Short task: Give the rows below, from the line containing "Target: sneaker" through the line containing "x=156 y=103", as a two-column CSV with the columns "input" and "output". Use one CSV line per row, put each row's text and its answer in quoted fields, and turn line breaks into spaces.

Data supplied:
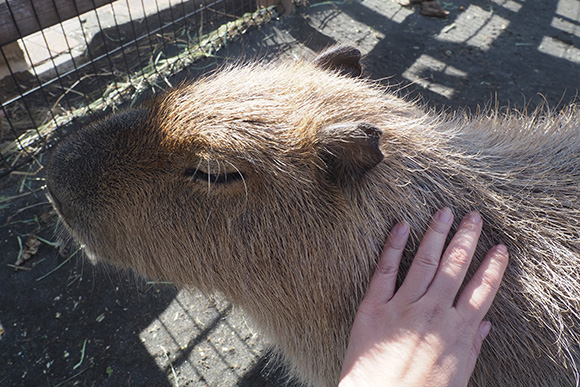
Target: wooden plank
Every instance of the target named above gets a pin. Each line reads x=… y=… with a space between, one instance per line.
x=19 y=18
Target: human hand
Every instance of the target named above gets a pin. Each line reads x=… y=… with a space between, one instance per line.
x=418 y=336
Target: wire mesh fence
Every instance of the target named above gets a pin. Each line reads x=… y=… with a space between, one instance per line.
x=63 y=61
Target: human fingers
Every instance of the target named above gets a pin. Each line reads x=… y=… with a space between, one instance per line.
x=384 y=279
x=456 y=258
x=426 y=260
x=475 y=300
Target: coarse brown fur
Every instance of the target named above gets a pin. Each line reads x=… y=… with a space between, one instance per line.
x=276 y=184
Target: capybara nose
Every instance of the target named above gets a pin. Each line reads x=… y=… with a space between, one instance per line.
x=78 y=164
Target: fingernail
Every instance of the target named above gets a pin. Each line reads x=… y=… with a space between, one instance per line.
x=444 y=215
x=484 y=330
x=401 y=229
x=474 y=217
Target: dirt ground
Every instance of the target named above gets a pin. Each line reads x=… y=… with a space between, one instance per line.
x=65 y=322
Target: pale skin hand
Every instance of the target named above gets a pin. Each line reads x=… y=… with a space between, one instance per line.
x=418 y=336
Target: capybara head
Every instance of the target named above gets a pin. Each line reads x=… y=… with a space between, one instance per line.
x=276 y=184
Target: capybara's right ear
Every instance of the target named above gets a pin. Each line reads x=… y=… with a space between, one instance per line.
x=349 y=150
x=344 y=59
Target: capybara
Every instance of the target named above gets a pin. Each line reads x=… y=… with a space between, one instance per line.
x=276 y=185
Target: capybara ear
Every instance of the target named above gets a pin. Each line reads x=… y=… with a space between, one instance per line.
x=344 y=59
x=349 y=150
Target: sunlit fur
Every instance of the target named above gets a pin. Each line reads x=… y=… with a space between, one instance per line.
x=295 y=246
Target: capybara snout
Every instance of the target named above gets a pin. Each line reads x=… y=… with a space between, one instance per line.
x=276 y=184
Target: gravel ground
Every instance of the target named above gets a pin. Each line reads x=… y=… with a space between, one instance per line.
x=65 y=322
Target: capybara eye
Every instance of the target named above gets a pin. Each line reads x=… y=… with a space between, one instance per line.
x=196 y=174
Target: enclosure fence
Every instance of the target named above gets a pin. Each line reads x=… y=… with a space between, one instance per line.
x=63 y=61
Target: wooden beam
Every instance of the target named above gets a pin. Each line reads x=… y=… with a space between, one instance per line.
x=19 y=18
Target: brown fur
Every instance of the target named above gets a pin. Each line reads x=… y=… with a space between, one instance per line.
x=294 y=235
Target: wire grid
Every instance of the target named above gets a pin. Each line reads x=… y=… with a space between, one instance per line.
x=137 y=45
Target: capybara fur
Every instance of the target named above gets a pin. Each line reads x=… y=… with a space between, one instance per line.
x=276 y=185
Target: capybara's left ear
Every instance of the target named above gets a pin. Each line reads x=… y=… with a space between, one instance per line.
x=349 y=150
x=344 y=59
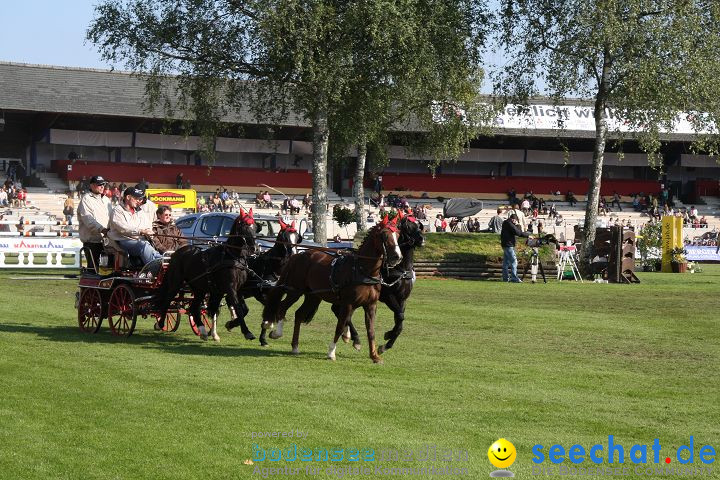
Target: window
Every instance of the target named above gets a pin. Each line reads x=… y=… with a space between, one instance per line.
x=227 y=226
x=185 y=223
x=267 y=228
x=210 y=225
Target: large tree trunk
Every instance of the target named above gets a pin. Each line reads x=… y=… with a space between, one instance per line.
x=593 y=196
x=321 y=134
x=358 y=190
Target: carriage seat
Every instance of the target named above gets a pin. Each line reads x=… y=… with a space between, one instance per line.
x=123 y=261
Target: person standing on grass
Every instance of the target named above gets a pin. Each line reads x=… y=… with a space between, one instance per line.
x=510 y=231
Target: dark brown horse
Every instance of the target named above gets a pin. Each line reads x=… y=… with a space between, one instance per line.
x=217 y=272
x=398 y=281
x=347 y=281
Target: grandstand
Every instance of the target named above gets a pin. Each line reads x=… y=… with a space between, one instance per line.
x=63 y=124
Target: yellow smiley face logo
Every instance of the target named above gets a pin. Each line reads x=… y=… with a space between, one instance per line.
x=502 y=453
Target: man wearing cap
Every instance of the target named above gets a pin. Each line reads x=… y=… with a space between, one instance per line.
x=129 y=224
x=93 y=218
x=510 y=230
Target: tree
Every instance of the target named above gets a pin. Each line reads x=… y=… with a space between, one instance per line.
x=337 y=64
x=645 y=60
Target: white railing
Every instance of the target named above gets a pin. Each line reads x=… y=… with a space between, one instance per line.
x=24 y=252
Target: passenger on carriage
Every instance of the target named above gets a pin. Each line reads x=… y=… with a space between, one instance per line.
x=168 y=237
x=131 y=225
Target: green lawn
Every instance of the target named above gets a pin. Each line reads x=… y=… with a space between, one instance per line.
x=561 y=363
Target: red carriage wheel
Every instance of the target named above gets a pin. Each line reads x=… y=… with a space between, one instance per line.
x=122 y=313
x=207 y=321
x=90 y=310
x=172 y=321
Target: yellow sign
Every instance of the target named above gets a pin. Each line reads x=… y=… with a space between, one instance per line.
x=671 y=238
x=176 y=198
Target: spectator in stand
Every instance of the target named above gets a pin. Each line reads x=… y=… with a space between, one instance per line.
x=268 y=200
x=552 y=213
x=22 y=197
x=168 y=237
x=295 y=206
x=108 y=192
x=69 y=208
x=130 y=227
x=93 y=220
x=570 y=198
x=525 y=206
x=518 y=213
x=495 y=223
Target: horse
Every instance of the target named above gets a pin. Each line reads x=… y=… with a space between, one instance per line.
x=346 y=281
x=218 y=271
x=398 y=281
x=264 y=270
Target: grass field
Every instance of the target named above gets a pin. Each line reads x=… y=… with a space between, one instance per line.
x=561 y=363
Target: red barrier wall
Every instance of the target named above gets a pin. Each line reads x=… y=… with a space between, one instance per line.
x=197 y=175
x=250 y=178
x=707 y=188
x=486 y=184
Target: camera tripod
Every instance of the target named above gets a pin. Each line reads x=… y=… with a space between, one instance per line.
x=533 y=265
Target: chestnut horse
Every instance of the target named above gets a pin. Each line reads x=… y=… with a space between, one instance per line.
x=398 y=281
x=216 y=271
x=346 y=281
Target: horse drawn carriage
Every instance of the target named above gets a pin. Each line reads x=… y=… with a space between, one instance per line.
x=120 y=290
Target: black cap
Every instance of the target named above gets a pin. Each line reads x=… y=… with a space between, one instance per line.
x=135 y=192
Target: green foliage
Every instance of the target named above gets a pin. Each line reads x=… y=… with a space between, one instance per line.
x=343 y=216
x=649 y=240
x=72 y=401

==

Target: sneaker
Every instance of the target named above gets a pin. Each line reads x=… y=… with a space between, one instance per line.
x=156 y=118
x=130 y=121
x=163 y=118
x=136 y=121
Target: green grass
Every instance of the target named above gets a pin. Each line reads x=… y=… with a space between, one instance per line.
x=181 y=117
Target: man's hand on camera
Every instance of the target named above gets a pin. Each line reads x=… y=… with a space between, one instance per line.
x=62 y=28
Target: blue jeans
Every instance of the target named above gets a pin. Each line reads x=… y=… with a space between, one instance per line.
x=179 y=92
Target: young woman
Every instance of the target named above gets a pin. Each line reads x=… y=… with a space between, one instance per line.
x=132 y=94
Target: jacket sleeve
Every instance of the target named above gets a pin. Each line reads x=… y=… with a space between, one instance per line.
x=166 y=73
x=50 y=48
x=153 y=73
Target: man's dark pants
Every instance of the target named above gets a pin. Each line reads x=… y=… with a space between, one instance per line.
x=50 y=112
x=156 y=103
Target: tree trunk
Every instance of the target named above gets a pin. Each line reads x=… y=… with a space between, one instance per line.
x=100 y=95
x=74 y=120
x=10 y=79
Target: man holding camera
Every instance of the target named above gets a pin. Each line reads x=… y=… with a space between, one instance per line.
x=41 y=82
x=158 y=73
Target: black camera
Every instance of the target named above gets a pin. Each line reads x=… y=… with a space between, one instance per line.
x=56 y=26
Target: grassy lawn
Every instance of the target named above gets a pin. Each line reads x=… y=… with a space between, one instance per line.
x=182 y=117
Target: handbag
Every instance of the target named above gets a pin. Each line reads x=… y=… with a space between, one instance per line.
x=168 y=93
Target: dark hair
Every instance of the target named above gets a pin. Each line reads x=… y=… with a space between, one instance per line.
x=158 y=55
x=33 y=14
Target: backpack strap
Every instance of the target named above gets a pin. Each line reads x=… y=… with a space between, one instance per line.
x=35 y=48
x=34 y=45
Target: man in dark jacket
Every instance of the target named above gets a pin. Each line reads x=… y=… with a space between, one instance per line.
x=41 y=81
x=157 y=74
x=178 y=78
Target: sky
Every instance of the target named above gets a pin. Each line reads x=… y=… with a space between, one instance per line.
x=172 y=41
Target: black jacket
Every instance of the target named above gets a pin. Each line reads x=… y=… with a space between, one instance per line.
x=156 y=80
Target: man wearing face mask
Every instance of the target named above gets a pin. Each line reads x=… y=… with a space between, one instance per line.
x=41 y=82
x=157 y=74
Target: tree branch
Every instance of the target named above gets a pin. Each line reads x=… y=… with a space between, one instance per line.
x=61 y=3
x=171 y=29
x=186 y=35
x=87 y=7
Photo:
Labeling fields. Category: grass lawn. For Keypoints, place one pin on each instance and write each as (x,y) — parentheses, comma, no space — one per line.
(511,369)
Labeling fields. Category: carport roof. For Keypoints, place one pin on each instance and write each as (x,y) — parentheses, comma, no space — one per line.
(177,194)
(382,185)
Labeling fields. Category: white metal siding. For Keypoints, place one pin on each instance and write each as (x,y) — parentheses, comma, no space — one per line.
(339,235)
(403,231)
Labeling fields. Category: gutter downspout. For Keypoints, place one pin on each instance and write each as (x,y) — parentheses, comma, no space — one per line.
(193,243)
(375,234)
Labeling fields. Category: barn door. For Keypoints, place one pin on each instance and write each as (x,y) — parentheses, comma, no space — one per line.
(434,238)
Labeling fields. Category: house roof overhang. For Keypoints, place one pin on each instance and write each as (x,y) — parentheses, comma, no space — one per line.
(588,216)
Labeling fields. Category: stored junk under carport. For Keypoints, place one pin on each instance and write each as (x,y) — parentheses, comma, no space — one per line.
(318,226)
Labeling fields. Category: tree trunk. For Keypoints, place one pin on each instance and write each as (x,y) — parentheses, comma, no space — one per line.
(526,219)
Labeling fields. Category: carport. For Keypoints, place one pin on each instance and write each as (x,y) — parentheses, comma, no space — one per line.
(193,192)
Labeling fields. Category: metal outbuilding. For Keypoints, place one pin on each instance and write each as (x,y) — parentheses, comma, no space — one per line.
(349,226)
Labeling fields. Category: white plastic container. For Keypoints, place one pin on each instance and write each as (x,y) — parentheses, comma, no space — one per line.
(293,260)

Result of the exercise:
input,output
"Target: sneaker Every instance of the target named above gets a pin. Each line reads x=… y=… with a space between, one instance per line.","x=156 y=118 x=130 y=121 x=163 y=118 x=136 y=121"
"Target: green grass Every instance of the target named above gets a pin. Each line reads x=… y=… with a space between, one instance per line.","x=181 y=117"
"Target: man's hand on camera Every instance of the target named above gets a pin. Each line reads x=… y=… with a space between, one instance per line.","x=62 y=28"
"Target: blue jeans Every instance of the target named above gets a pin. Each line reads x=… y=… with a space between, one instance per line.","x=179 y=92"
"Target: young woman Every instance of the target named above gets a pin. Each line reads x=… y=… with a space between, one instance per line.","x=132 y=94"
"Target: jacket sleeve Every instance of the target named above gets a pin. Each line reads x=… y=… with a space between, one instance per line.","x=166 y=73 x=50 y=48 x=153 y=73"
"Target: man's dark pants Every instance of the target named above gets a pin. Each line reads x=… y=… with a space between, one instance per line.","x=50 y=112 x=156 y=103"